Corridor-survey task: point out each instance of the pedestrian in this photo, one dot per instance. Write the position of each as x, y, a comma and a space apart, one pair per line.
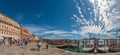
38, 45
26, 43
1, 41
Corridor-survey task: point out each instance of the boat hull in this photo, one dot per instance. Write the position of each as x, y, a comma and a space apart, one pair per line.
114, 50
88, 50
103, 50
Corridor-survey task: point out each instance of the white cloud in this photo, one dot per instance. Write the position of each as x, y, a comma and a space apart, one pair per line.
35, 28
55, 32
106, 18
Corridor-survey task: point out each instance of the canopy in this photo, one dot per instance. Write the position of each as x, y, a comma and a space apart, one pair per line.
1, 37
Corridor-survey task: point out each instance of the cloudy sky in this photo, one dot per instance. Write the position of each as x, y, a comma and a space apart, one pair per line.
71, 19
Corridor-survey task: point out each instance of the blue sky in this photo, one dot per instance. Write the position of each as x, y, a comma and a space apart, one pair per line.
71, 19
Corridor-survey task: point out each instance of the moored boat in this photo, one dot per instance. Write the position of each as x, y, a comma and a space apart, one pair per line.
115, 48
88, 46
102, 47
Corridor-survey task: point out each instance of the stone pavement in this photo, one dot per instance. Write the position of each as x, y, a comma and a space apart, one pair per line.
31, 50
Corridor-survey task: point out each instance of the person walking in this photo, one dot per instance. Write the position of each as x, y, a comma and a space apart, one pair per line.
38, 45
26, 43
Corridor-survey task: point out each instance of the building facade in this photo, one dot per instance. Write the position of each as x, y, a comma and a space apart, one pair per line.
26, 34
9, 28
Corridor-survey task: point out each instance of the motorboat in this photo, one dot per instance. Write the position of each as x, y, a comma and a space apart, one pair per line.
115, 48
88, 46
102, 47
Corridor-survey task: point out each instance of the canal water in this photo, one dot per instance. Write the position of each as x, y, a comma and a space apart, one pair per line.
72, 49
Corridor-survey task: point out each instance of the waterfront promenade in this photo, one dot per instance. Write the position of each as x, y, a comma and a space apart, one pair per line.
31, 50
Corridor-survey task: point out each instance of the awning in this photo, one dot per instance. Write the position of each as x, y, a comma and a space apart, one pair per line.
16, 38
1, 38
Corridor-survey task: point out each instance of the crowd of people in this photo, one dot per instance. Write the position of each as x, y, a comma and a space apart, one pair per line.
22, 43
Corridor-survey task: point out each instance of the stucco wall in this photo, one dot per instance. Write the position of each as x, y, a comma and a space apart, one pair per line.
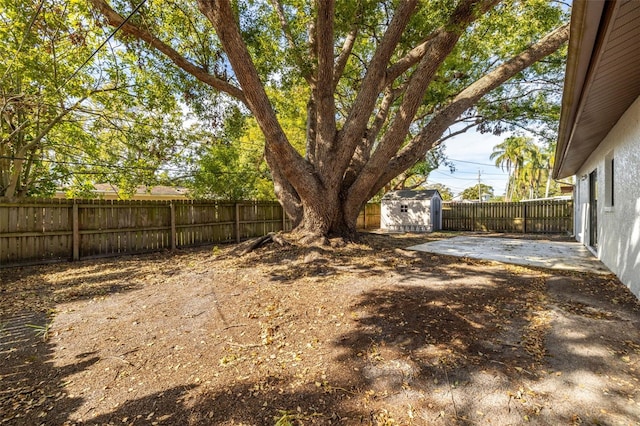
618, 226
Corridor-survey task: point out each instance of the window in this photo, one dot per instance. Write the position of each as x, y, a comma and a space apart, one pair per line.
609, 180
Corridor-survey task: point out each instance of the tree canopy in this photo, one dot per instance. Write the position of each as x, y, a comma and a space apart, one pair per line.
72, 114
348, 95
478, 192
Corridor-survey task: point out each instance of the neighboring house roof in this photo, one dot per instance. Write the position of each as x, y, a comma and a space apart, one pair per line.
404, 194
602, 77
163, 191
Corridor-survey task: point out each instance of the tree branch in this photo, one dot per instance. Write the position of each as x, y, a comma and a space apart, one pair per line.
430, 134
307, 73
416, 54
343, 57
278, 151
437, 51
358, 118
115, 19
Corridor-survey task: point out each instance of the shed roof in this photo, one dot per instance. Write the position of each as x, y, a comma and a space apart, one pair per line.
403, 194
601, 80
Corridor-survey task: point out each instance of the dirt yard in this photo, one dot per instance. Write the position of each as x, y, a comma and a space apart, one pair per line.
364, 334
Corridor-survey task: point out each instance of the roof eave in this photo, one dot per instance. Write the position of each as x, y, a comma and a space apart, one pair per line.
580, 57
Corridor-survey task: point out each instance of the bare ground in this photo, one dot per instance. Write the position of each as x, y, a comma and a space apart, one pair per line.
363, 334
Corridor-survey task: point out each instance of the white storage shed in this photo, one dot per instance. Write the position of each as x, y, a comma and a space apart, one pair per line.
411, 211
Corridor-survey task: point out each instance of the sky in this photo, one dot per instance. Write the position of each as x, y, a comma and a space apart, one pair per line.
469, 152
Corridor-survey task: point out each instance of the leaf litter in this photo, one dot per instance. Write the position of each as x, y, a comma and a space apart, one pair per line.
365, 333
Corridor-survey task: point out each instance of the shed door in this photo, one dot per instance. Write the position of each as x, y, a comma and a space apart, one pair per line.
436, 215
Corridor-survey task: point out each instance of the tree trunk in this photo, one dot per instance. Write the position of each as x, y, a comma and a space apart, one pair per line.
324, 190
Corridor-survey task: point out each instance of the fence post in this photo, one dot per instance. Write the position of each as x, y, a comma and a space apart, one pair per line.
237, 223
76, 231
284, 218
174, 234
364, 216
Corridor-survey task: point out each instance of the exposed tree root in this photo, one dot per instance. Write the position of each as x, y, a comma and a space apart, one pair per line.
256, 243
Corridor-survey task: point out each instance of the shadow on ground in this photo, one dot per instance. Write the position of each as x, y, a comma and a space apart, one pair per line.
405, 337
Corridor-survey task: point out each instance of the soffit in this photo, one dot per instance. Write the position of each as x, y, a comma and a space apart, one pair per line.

^^^^^^^^^^^^^^^^

* [Objective]
Return the records exactly. Don't carry the pictures over.

* [Written answer]
Corridor-survey task: point out each instance of the pedestrian in this photo, one dot per instance. Write the position of each as x, y, a comma and a space apart, one pair per line.
38, 45
26, 43
1, 41
Corridor-survey task: point out each instance of the boat hull in this photo, one dot per instance. Write the position of each as x, y, a comma and a space apart, one pair per line.
114, 50
88, 50
103, 50
Corridor-survey task: point out each instance of the white cloud in this photo, one dot per instance. Write the position of each as x, y, a comma and a space apart, one pair per line.
35, 28
55, 32
106, 18
Corridor-survey task: point out each instance of the canopy in this photo, one dot per instance. Write the position of each as x, y, a comma and a space apart, one pair per line.
1, 37
Corridor-survey task: point out each instance of the cloudy sky in this photo, one dot per instance. Write the position of each as x, y, a comma and a space apart, one pair per line.
71, 19
Corridor-survey task: point out each instance of the blue sky in this photo, one dot per instance. Write the position of each as x, y, a comma and a space apart, one pair per line.
71, 19
Corridor-survey task: point out each instance of the moored boat in this photo, one dot per instance. Write the position of each as x, y, a comma and a space apart, one pair per line.
115, 48
88, 46
102, 47
Corridor-survey task: point out each instance of the stone pavement in this photo, one dot per instance. Write the position of each as x, y, a comma and a space apart, one pair per line.
31, 50
Corridor-survey task: point out each instance of the person walking in this photo, one dot per instance. Write the position of each as x, y, a comma and a space apart, one pair per line.
38, 45
26, 43
Corridor-survey task: point out each instance of the building facade in this photo, one dot per instance. Write the position of each as x, y, a comma and a space apart, one pair per line.
26, 34
9, 28
Corridor-survey task: point out each instance of the motorboat in this photo, one dot per instance. Write the position of each as x, y, a comma and a space apart, one pair per line.
115, 48
88, 46
102, 47
Corridor-survey task: point out each instance of the canal water in this photo, one dot per instance. Write the position of each as x, y, a comma and a space apart, one pair per line.
72, 49
Corridor-survey task: point out each instance of the waterfront promenade in this photo, one dot per instance. Write the position of each as x, y, a comma and a space apart, one pair per line.
31, 50
Corridor-survey task: point out each instance of the awning in this photo, one dot per instance. Write the position of each as x, y, a comma and a space apart, one pair per line.
16, 38
1, 38
Corridor-survey task: point out each instance of the crowd of people in this photo, one dot per instance. Write the position of each as x, y, a comma and a space apart, one pair per line.
22, 43
Corridor-survey task: point out each instance of the stucco wall in this photo, one dot per instance. Write the position of each as x, y, a comma and a space apart, one pair per line.
618, 226
Corridor-survey task: point out each instance of the window in this photo, one dot per instance. Write the position of each as x, y, a comma and a space apart, one pair per line.
609, 180
Corridor-survey task: point out each instance of the tree canopy in this photo, one dot per instance. Write the position of each as x, y, a comma and a space apart, one pair per line.
72, 114
348, 95
478, 192
Corridor-survey task: point out each instance of the neighboring house roof in this photo, one dot per instance. Write the position of each as x, y, a comma and a space apart, one pair per line.
404, 194
602, 77
163, 191
Corridor-survey task: point out each instance of the tree branch in this photo, one dot per instance. Write the position of each as x, y, a comma and a space apart, one pair per line.
430, 134
307, 73
416, 54
343, 57
278, 151
437, 51
358, 118
115, 19
Corridor-survey task: point out each instance of the shed roof in this photo, one dot per instance. Write the position of each as x, y, a comma and a space apart, one pair per line.
403, 194
601, 80
Corridor-survey task: point out each instance of the dirt yard in this photo, one dot per instance. Write the position of each as x, y, a comma and a space apart, one pair per line.
364, 334
Corridor-survey task: point out each instance of the roof eave in this photo, one dot per instance. Write the position of each as x, y, a comma and a space apart, one pair per line.
580, 57
Corridor-survey task: point out each instance of the bare ground in this photo, one dot per instance. Write the position of each as x, y, a comma and a space apart, one pair per line.
363, 334
Corridor-survey task: point out each instance of the white storage shed in this photo, one dot per instance. Write the position of each as x, y, a comma and a space apart, one pair per line.
411, 211
Corridor-survey task: point out each instance of the sky in this photo, one dot per instance. Write the position of each as x, y, a comma and a space apart, one pair per line.
469, 152
Corridor-survey task: point out each instance of the leaf litter in this photo, one dot per instance. Write the position of each as x, y, a comma and a space apart, one pair per line.
365, 333
Corridor-survey task: point out each instance of the shed door in this photo, one dot per instance. Write the position of each as x, y, a comma and a space apart, one pair per line.
436, 215
Corridor-survey task: point out each instance of the tree trunk in this photo, one dot per instance. Write the position of each as x, y, a comma and a space apart, one pair per line.
324, 190
Corridor-survey task: point out each instance of the fence post in this photo, one dot per instance. Write the position of each as x, y, a comma and a space apart, one pair per line.
237, 223
76, 231
284, 218
174, 234
364, 216
Corridor-survey task: point out each instance of the exposed tree root in this photo, one dot per instance. Write the position of each as x, y, a comma and a space apart, one pair per line.
256, 243
Corridor-survey task: point out each instance of the shadow on ground in this photo, one dot per instance. Write the position of each as x, y, a comma and a space apart, one pair per line.
405, 337
Corridor-survey task: point out each instance of the soffit in this photo, one dot per instance. Write the position of each as x, y, a comma and a space apart, one pair per line.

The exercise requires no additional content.